Scan the entries for the word "below". Every line that has it should be copied.

[Dataset entries]
== == ==

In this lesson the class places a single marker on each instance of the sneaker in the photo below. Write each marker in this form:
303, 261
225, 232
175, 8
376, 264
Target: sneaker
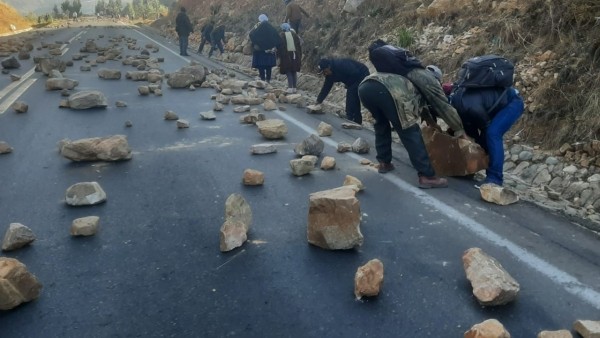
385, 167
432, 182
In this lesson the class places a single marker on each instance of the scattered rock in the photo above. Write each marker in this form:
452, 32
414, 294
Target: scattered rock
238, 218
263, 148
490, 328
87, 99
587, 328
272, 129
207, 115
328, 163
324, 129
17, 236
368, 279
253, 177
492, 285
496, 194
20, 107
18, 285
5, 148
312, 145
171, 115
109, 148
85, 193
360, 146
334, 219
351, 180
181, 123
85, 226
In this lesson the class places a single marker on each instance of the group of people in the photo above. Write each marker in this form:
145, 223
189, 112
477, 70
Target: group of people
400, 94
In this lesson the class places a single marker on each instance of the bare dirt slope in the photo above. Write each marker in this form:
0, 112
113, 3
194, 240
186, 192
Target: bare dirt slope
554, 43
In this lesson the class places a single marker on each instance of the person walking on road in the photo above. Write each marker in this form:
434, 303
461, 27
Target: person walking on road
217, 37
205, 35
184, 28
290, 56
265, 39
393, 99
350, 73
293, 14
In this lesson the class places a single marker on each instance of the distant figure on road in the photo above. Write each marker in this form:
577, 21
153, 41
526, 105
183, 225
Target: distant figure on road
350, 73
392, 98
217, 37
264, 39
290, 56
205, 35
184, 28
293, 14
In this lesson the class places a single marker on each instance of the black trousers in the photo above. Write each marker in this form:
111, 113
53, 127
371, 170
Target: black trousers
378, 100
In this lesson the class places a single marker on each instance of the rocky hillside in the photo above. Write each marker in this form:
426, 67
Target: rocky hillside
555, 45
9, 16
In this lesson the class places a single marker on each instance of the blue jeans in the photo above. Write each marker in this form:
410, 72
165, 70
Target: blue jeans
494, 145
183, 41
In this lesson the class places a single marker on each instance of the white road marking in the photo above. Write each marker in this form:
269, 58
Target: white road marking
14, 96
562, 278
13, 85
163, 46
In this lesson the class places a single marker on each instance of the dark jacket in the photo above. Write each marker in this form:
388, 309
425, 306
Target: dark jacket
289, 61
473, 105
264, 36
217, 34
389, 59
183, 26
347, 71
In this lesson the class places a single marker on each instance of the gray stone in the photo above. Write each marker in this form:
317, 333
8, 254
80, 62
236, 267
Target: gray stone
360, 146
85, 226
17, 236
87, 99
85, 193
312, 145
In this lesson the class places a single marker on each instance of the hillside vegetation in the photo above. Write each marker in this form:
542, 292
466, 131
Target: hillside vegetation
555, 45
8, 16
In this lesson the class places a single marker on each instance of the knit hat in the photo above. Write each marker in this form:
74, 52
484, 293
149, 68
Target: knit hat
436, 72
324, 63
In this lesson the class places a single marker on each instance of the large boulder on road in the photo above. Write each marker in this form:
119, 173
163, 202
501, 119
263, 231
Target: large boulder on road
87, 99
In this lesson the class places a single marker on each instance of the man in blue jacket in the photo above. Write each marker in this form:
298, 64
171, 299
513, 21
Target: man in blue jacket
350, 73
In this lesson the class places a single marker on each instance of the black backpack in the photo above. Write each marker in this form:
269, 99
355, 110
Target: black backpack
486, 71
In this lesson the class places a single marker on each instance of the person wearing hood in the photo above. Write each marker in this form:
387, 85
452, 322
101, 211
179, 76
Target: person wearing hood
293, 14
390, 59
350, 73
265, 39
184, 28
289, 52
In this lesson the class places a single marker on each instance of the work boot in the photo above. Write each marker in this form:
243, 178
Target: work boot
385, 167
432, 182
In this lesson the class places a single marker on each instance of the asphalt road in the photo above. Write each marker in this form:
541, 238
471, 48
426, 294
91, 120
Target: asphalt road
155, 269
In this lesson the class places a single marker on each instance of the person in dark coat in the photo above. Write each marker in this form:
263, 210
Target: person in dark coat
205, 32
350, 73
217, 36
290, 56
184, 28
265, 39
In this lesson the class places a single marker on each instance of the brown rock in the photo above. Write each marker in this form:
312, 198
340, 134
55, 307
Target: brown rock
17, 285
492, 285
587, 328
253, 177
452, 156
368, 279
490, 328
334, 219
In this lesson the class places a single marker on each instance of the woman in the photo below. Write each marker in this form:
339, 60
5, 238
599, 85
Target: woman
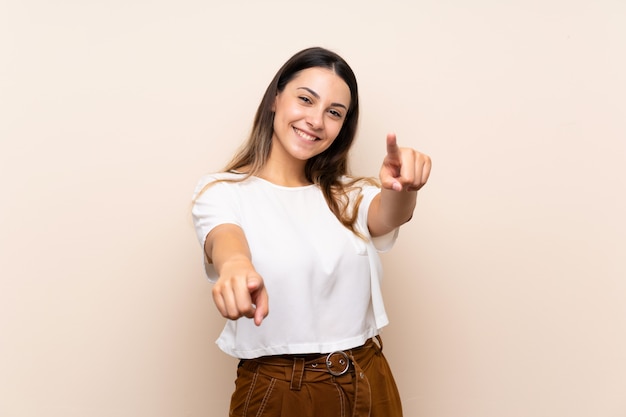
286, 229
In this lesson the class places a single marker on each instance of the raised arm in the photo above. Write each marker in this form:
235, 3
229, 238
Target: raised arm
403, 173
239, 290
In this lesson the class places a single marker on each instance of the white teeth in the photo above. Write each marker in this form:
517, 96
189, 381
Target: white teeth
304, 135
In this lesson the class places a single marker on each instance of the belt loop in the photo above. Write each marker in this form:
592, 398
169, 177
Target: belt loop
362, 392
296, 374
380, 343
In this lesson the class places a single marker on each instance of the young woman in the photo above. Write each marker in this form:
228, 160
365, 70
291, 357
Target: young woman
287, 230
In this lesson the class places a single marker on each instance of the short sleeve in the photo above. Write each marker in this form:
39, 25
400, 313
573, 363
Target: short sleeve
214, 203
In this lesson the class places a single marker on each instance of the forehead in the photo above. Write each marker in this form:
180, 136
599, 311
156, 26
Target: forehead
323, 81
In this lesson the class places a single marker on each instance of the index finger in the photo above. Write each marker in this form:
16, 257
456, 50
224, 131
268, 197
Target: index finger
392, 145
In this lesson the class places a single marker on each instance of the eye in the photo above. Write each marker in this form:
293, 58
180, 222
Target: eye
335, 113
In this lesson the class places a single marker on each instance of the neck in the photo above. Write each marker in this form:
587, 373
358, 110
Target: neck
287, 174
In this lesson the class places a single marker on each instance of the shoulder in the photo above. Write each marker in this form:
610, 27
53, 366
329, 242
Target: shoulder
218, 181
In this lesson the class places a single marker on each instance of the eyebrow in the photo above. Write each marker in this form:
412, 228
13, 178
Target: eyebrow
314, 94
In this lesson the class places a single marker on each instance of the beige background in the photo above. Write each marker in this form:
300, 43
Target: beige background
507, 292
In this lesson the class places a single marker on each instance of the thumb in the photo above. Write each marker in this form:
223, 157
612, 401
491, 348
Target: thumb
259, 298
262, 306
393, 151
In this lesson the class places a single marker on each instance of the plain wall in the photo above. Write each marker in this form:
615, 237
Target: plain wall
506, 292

== == ==

» ANSWER TO THIS EXERCISE:
In this lesson the class places a single marker on each instance of the sneaker in the photo below. Write each marker in this form:
In this lesson the class places a single marker on each instance of the woman in the photo below. Write each marker in this form:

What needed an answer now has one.